Exercise aim -
List every line of the material below that contains the word "white". Case counts.
>> Start Records shown
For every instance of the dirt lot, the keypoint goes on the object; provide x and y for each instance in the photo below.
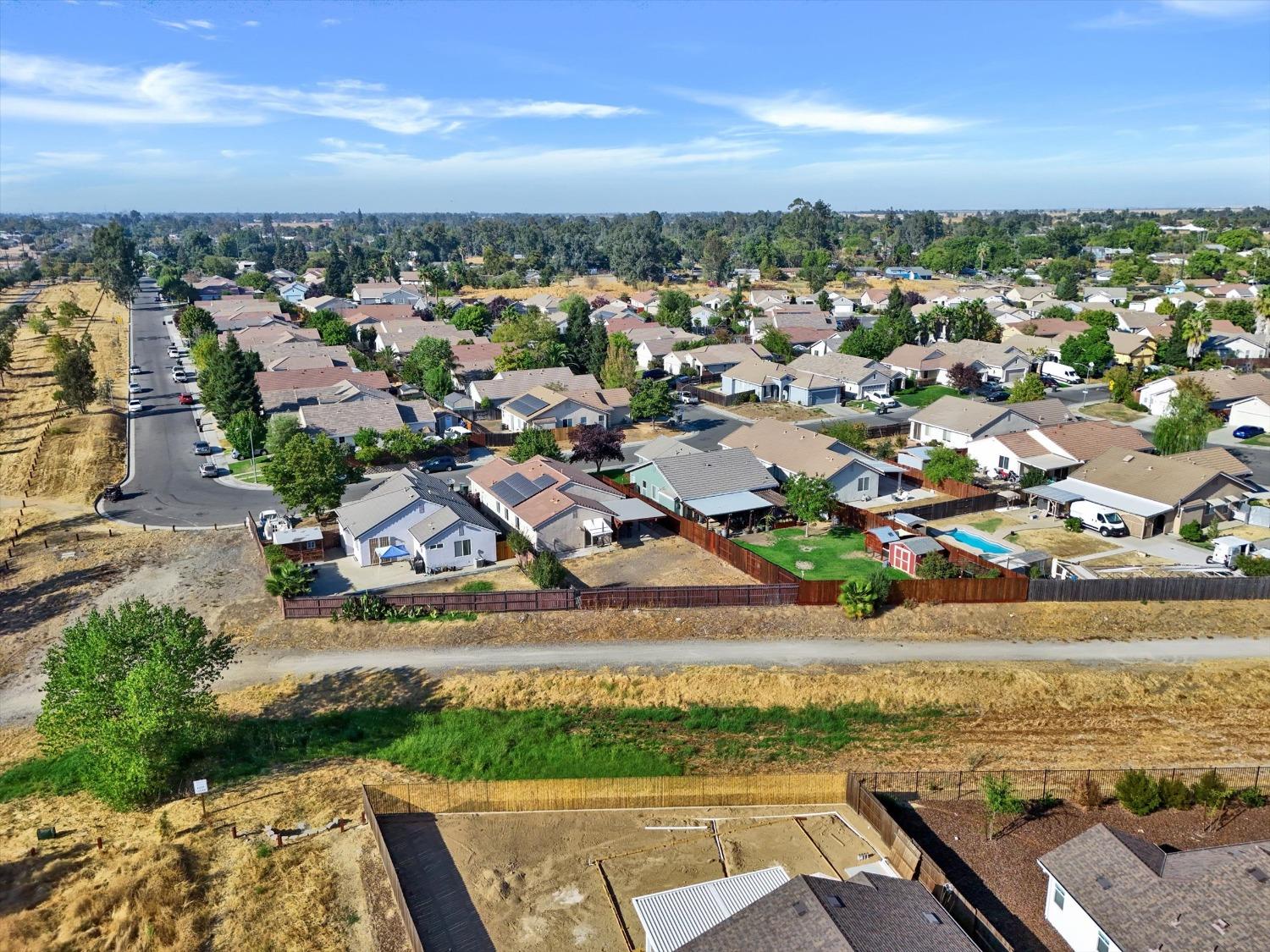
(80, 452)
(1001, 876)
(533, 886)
>> End Records shown
>> Start Records shown
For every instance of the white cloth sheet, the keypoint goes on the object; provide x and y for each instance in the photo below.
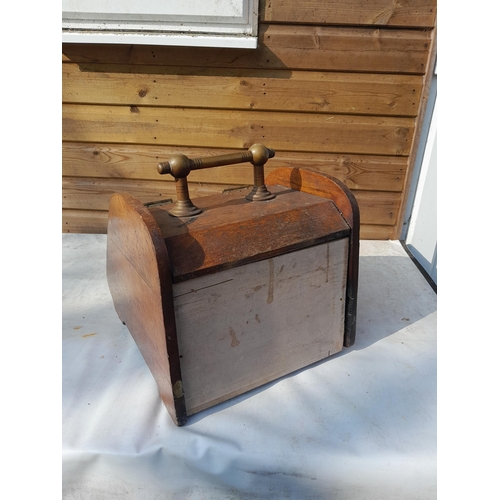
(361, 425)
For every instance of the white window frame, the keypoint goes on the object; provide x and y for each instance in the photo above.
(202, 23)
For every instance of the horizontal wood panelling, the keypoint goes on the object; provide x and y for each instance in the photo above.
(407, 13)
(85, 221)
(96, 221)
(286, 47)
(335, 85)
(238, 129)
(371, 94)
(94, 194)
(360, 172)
>> End Records shown
Answer below -
For every instance of the white cloth sheet, the keypoint goes on the object; provide x and y for each instance in the photo below.
For every instance of the white window frame, the keypoint goes on the object; provide x and y for each instance in the photo above.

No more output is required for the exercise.